#### [Activity]
All lines from the line containing "Query: woman's dark hair" up to and including the last line of the entries must be written out exactly, with no others.

___ Material for the task

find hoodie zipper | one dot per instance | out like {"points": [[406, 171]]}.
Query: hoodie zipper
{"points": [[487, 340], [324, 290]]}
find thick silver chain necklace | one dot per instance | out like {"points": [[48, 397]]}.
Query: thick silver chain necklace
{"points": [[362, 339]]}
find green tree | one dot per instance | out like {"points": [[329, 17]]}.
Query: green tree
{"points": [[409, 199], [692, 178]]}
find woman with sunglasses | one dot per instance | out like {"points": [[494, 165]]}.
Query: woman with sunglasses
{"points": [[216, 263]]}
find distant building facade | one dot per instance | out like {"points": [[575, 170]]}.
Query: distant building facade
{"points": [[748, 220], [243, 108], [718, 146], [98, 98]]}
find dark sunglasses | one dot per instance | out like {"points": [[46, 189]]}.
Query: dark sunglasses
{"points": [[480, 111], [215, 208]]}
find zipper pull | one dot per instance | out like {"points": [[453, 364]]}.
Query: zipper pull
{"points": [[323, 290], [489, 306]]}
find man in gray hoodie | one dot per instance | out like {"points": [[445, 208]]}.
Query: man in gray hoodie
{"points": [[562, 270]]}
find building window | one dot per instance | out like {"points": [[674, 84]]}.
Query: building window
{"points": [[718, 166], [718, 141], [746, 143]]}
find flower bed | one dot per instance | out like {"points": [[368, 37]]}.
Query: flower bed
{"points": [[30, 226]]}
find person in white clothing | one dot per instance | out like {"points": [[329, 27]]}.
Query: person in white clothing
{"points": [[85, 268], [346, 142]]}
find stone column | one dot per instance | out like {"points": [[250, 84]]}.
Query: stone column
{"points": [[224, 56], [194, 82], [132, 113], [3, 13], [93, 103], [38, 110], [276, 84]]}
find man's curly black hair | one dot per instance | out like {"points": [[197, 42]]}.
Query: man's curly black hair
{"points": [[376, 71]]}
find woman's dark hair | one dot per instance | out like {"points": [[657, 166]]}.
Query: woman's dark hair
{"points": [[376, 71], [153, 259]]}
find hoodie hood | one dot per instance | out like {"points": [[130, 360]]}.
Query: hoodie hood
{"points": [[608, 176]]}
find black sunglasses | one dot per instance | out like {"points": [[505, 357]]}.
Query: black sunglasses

______

#### [Exercise answer]
Query: woman's dark hair
{"points": [[376, 71], [153, 259]]}
find hoodie hood | one dot per instance | out like {"points": [[130, 360]]}.
Query: hoodie hood
{"points": [[608, 176]]}
find black sunglasses | one dot per instance | out like {"points": [[505, 357]]}.
Query: black sunglasses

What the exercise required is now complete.